* Start Selected text *
As the small field of leisure studies grows, it struggles for recognition by the academy.

BY DIANE PETERS | AUG 07 2012

One of the main subjects of Gabby Riches’ master’s thesis is a guy nicknamed The Shark. He’s a heavy-metal fan who has been going to live shows in Edmonton for nearly 25 years and loves to try new things in the mosh pit, an intense slam-dancing area that forms in front of the stage. He crouches low and circles the pit, then dashes in on a diagonal and runs out again. Or, when everyone is moving in a circle like a whirlpool, he goes in the opposite direction.

He was part of the ethnographic study Ms. Riches did for her master’s in recreation, tourism and leisure studies at the University of Alberta. Some in the program raised eyebrows over her in-depth analysis of the role of moshing in heavy-metal music and experiences of pain and pleasure in the pit. But Ms. Riches’ supervisor, professor Karen Fox, supported her and even went to a metal show to observe slam dancing.

“My argument,” says Ms. Riches, “was you don’t have to understand moshing, you don’t have to understand metal music to respect the lifestyle and see that people find this an important part of their lives.” Ms. Riches is now doing her PhD in leisure, sport and entertainment at Leeds Metropolitan University in the U.K.
* End Selected text *
> [Tasks to perform]:
[1] From the article on leisure studies, write out everything from "One of the main" down to "the opposite direction.", word for word.
[2] Sum up the article on leisure studies in two sentences.
[3] According to the article on leisure studies, where is Gabby Riches doing her PhD?
* Start Records shown *
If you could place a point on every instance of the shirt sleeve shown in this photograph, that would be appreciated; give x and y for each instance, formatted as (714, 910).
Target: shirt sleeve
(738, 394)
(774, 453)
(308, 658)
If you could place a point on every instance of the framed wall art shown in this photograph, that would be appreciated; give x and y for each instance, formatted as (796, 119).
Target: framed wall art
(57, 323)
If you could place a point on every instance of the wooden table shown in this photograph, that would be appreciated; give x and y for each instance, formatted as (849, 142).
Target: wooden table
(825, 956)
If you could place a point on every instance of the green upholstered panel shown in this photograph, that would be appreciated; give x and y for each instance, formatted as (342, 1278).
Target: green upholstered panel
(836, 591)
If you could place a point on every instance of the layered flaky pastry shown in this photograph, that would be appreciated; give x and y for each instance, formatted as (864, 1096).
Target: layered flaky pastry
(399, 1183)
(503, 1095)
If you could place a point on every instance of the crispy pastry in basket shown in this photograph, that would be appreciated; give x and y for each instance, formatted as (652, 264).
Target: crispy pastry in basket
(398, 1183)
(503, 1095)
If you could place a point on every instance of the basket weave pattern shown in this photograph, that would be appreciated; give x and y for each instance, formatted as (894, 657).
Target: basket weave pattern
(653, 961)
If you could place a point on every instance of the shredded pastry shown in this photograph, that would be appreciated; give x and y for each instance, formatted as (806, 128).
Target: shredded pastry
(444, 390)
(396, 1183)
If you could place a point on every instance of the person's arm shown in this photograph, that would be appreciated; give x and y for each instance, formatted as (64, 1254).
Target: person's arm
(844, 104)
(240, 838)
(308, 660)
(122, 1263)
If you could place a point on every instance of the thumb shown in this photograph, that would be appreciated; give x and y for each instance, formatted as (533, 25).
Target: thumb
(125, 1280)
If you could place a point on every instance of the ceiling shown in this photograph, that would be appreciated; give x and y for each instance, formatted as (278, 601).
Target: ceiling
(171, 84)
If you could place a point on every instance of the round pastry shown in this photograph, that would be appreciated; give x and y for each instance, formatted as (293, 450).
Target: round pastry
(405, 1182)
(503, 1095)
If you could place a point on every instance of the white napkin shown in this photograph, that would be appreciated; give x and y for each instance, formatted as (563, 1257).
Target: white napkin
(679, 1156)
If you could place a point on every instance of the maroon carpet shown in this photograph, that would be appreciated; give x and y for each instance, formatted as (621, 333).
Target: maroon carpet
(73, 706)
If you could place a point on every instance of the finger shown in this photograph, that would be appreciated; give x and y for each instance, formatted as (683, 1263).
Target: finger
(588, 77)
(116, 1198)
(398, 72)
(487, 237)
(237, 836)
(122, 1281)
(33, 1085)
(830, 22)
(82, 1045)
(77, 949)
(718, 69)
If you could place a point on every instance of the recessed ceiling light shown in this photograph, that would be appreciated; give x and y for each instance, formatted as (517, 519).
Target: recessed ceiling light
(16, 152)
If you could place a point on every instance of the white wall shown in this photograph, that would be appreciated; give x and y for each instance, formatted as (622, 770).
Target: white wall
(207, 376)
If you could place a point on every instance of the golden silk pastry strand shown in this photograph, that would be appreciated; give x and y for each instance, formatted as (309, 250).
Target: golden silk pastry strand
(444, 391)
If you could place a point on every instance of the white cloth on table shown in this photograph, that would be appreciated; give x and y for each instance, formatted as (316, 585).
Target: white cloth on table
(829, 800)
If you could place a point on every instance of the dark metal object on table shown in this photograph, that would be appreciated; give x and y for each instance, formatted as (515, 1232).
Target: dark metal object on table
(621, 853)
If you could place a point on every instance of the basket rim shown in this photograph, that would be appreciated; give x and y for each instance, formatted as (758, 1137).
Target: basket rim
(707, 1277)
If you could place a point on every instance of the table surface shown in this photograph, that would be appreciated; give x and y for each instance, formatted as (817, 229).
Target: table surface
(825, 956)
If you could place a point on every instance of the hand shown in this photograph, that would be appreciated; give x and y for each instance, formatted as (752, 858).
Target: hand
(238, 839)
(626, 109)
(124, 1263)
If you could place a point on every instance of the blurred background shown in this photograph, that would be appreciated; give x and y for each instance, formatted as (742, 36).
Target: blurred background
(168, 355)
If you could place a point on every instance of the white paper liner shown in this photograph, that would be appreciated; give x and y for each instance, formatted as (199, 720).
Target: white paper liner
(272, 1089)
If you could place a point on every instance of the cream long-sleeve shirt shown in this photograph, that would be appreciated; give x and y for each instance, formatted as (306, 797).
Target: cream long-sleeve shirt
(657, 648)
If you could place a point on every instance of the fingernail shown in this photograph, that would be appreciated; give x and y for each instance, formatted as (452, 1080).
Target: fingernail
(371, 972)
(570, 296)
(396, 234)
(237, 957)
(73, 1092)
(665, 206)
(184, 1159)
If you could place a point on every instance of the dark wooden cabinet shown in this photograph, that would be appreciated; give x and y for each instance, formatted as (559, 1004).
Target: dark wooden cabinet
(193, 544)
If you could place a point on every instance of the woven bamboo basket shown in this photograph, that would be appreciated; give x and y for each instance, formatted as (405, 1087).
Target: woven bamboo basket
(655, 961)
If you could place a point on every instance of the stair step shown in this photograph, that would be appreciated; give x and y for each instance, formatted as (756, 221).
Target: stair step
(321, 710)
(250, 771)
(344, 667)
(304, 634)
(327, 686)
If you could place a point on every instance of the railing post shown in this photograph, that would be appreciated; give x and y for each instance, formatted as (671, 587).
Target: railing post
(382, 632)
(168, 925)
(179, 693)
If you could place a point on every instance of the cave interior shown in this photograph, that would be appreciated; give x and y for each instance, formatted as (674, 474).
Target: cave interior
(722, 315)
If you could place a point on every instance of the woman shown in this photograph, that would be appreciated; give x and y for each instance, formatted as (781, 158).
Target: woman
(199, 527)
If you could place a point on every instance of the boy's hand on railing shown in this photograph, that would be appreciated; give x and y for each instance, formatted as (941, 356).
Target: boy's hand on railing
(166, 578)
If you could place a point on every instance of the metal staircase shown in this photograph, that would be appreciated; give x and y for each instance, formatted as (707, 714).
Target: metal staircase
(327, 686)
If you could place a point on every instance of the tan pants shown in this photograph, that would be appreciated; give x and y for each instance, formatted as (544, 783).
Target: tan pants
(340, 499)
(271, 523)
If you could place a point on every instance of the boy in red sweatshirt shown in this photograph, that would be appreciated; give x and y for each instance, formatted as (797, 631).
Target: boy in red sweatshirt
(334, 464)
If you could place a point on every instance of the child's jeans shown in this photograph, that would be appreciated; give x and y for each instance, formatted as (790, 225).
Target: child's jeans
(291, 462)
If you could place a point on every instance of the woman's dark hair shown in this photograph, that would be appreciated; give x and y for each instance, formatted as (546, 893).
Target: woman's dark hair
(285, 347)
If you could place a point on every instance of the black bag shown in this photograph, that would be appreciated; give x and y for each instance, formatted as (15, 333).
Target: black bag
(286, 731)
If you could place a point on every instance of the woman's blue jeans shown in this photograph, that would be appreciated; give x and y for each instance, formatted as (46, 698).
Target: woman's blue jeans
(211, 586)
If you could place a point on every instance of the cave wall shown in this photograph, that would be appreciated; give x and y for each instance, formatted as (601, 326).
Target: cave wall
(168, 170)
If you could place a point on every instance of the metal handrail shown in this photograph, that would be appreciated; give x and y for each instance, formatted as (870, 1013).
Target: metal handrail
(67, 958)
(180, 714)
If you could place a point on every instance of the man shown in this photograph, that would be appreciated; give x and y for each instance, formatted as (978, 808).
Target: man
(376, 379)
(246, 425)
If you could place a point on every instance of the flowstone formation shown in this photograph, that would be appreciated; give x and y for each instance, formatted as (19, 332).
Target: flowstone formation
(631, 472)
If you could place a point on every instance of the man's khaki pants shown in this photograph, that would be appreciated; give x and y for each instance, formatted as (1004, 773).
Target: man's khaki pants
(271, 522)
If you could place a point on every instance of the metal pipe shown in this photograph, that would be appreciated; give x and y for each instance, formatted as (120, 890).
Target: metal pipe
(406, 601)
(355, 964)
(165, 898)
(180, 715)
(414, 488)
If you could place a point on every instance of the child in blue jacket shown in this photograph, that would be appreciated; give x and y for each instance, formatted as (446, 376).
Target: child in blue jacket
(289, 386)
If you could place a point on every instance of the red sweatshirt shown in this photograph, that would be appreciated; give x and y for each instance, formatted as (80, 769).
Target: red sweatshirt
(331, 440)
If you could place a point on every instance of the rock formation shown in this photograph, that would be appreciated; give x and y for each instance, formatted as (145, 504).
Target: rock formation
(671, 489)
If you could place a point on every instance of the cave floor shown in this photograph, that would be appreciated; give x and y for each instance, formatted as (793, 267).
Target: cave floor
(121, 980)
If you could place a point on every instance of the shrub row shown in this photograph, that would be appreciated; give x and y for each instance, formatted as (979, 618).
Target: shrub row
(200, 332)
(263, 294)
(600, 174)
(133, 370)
* End Records shown *
> [Answers to the exercises]:
[1]
One of the main subjects of Gabby Riches’ master’s thesis is a guy nicknamed The Shark. He’s a heavy-metal fan who has been going to live shows in Edmonton for nearly 25 years and loves to try new things in the mosh pit, an intense slam-dancing area that forms in front of the stage. He crouches low and circles the pit, then dashes in on a diagonal and runs out again. Or, when everyone is moving in a circle like a whirlpool, he goes in the opposite direction.

[2] For her master's in recreation, tourism and leisure studies at the University of Alberta, Gabby Riches studied moshing at heavy-metal shows, and one of her main subjects was a longtime Edmonton fan nicknamed The Shark. Some in the program raised eyebrows at her topic, but her supervisor, Karen Fox, supported her, and Riches argued that people can respect the lifestyle without understanding moshing or metal music.

[3] At Leeds Metropolitan University in the U.K., in leisure, sport and entertainment.